Your assignment |
Take every line containing "task" out of the records.

Study material |
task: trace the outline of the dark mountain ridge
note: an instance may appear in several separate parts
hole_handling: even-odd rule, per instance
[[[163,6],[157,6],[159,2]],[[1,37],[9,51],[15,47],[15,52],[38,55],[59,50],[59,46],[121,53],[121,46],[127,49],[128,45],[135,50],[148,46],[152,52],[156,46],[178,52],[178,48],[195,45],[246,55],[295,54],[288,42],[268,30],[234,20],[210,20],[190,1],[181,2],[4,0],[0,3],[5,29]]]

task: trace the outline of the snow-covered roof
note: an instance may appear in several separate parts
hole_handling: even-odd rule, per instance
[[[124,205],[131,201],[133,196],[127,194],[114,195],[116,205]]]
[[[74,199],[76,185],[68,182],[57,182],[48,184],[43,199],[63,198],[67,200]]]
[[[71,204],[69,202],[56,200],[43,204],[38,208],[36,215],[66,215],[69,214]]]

Exercise output |
task: trace the outline of the dark mountain ridge
task: trace the outline of the snow-covered roof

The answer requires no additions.